Exercise 1: Using the biography of Patricia Blondal below, decide whether each statement agrees with it. Answer yes or no for each and quote the deciding words. (a) She graduated with a Bachelor of Arts in 1947. (b) A Candle to Light the Sun was published before her death. (c) Her personal records are held by the University of Manitoba Library.
Exercise 2: According to the biography of Patricia Blondal below, which magazine serialized From Heaven with a Shout before it came out as a book?

======== Extracted text ========

- Born: Patricia Jenkins December 12, 1926 Souris, Manitoba, Canada
- Died: November 4, 1959 (aged 32) Montreal, Quebec, Canada
- Education: University of Manitoba
- Occupation: writer
- Spouse: Harold Blondal
- Writing career
- Genres: fiction, poetry
- Notable work: A Candle to Light the Sun

= Patricia Blondal =

Canadian novelist (1926–1959)

Patricia Blondal, née Jenkins (December 12, 1926 – November 4, 1959) was a Canadian writer, best known for her novel A Candle to Light the Sun.

==Biography==
Patricia was born in Souris, Manitoba, she grew up primarily in Winnipeg. She studied literature at the University of Manitoba, where she was a classmate of both Margaret Laurence and Adele Wiseman. In 1947, she graduated with a Bachelor of Arts. During this time she wrote both fiction and poetry, including an unfinished novel titled Brass Tower, but later destroyed much of her early writing. From 1958 on, she considered these years as the "poetry phase."

She married Harold Blondal, a physician who became a cancer researcher, in 1946. The couple had two children, Stephanie and John; She worked as a journalist as well as in public relations before devoting herself to getting published as a creative writer in 1955. Soon afterward, however, she was diagnosed with breast cancer, and died in 1959 just one month after A Candle to Light the Sun was accepted for publication by McClelland & Stewart; the novel was published posthumously in 1960, and was later reissued by the New Canadian Library series in 1976.

Blondal's only other published novel, From Heaven with a Shout, was serialized in Chatelaine before being published in book form in 1963. From her first novel to her second novel, her view point was shifted from Western Canadian to Western African. Most of Blondal's poetry was never published; however, one previously unpublished poem about her breast cancer treatment was released by her daughter Stephanie to the literary magazine Winnipeg Connection in 2006. The titles of her novels were taken from the Bible, specifically Thessalonians IV.

Blondal's personal records are held by the University of British Columbia Library.

======== Records provided ========

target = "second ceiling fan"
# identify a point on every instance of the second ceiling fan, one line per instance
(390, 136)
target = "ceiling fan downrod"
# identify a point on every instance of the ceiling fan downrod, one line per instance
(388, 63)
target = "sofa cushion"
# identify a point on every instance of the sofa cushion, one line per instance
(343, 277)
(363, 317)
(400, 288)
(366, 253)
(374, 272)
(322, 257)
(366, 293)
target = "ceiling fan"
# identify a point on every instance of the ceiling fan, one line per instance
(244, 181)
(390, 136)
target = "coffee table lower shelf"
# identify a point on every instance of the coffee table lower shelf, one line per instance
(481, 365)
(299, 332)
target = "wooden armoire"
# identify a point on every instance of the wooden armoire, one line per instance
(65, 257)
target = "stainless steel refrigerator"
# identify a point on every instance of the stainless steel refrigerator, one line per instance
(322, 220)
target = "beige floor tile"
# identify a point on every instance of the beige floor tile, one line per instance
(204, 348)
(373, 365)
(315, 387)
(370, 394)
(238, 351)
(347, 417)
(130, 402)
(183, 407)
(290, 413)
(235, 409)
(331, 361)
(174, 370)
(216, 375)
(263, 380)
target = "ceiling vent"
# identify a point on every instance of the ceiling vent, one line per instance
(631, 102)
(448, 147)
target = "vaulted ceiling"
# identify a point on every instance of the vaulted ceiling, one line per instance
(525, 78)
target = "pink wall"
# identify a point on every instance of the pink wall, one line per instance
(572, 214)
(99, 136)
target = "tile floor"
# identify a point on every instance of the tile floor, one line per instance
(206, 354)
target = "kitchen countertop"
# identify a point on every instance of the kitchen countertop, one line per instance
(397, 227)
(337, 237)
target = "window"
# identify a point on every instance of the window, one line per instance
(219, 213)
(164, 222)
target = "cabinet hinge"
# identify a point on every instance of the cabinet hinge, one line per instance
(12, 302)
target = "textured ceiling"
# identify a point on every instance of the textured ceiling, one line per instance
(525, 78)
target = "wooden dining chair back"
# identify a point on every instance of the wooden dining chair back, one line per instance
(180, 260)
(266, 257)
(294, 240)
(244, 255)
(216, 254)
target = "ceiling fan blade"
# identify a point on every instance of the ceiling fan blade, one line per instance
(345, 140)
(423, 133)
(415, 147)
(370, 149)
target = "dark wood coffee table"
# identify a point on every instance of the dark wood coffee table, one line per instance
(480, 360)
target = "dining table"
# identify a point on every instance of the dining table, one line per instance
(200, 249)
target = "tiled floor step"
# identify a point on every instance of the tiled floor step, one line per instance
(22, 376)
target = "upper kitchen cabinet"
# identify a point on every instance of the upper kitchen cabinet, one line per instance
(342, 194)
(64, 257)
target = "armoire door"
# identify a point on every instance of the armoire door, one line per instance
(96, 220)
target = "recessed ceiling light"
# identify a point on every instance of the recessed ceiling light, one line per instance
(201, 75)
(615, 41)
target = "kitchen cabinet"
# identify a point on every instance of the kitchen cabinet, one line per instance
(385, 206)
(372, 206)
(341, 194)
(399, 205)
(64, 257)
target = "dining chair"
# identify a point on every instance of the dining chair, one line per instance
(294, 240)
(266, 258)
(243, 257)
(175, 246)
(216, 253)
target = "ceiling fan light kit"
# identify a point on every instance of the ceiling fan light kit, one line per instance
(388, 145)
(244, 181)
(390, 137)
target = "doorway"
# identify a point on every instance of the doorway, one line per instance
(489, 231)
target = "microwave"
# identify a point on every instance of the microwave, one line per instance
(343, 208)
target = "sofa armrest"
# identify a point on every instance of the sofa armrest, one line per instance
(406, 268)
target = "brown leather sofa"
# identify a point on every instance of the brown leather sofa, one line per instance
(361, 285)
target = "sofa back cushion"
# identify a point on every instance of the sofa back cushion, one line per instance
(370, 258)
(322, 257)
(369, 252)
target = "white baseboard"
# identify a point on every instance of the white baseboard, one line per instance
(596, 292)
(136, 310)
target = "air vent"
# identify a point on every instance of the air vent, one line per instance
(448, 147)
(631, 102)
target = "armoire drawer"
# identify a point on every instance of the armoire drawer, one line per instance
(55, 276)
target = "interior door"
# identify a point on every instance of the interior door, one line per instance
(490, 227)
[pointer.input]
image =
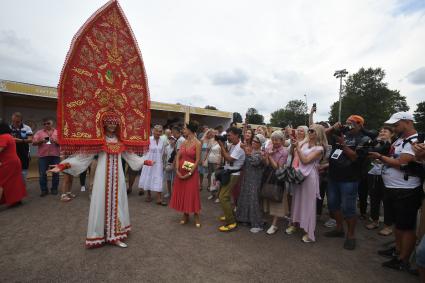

========

Your response 1:
(a) Yes: "In 1947, she graduated with a Bachelor of Arts."
(b) No: "the novel was published posthumously in 1960"
(c) No: "Blondal's personal records are held by the University of British Columbia Library."

Your response 2: Chatelaine